▶ Exercise goal:
From the entries below, return only the lines starting at the one that contains "positive clicks: (78, 7)" and ending at the one that contains "7L51 40L66 39L72", exactly as they stand.

(Dataset excerpts)
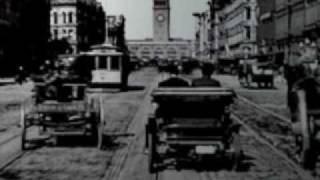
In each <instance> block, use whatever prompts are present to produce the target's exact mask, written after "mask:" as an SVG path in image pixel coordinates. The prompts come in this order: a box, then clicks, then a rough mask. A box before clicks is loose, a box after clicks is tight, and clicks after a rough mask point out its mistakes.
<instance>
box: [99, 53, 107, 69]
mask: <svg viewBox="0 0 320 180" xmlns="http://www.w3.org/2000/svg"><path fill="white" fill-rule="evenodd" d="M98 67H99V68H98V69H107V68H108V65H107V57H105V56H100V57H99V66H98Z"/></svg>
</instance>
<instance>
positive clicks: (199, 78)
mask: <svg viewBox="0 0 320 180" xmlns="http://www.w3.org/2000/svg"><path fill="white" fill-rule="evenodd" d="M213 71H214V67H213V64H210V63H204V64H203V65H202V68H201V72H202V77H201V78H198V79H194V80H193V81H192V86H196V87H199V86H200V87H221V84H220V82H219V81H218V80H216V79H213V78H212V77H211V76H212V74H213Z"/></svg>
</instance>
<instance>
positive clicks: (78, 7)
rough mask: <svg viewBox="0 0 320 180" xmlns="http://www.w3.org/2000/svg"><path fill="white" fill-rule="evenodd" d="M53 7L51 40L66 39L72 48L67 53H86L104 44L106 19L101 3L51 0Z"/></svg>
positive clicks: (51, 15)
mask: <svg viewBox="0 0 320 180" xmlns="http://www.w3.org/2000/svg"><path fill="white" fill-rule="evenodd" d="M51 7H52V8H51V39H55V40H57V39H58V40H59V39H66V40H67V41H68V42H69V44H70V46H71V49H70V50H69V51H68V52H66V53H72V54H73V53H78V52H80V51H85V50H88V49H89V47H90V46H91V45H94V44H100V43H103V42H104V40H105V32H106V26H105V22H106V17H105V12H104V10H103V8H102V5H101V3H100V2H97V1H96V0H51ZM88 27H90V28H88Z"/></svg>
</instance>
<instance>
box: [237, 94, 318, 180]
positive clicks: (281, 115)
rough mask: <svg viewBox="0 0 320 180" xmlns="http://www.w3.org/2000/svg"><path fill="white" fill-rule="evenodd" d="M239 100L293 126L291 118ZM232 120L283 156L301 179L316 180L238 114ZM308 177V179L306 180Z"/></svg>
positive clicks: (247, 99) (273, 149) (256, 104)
---
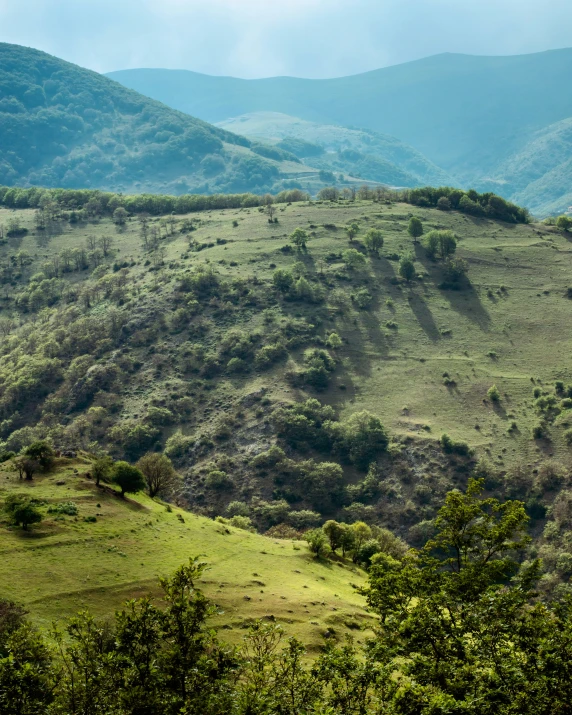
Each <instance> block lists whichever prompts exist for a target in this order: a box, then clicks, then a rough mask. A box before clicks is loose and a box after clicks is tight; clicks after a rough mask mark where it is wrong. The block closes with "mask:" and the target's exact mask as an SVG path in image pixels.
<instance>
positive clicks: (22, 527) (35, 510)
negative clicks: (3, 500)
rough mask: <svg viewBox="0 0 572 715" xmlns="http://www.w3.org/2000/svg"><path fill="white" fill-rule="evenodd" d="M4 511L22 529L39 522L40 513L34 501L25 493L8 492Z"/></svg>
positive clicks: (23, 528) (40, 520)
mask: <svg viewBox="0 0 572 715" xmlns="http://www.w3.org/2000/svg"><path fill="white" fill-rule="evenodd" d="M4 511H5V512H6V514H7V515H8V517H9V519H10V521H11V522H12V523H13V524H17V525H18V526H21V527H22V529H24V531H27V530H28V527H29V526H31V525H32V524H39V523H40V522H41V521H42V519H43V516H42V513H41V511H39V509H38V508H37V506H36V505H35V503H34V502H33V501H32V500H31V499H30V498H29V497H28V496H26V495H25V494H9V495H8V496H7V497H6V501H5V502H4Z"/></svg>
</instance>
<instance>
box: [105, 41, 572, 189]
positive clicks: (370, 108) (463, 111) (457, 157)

▶ Expected answer:
positive clicks: (78, 7)
rough mask: <svg viewBox="0 0 320 180" xmlns="http://www.w3.org/2000/svg"><path fill="white" fill-rule="evenodd" d="M53 7L51 40L66 39L72 48L67 53H86L104 44L106 19L101 3L51 0Z"/></svg>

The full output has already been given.